Start of Block
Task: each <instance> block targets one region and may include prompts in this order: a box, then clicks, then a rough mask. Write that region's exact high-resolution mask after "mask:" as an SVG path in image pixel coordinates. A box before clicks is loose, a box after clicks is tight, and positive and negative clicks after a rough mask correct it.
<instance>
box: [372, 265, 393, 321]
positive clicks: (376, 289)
End of Block
Start of Block
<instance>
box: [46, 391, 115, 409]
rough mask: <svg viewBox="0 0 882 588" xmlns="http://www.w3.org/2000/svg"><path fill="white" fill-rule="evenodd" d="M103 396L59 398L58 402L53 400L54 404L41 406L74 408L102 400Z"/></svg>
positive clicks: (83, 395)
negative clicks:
End of Block
• What you should do: Please write out everything from the line containing "Task: each <instance>" down to the line containing "positive clicks: (376, 289)", switching "rough mask" to "coarse mask" and leaving the rest of the data unchanged.

• Output of the exercise:
Task: each <instance> block targets one region and may include prompts in this order: a box, then clicks, then a coarse mask. Write that region's exact high-resolution mask after "mask:" as an SVG path in image pixel coordinates. A box before clicks is loose, a box after clicks is tight, and positive and negative clicks after a coarse mask correct it.
<instance>
box: [372, 265, 393, 321]
positive clicks: (376, 289)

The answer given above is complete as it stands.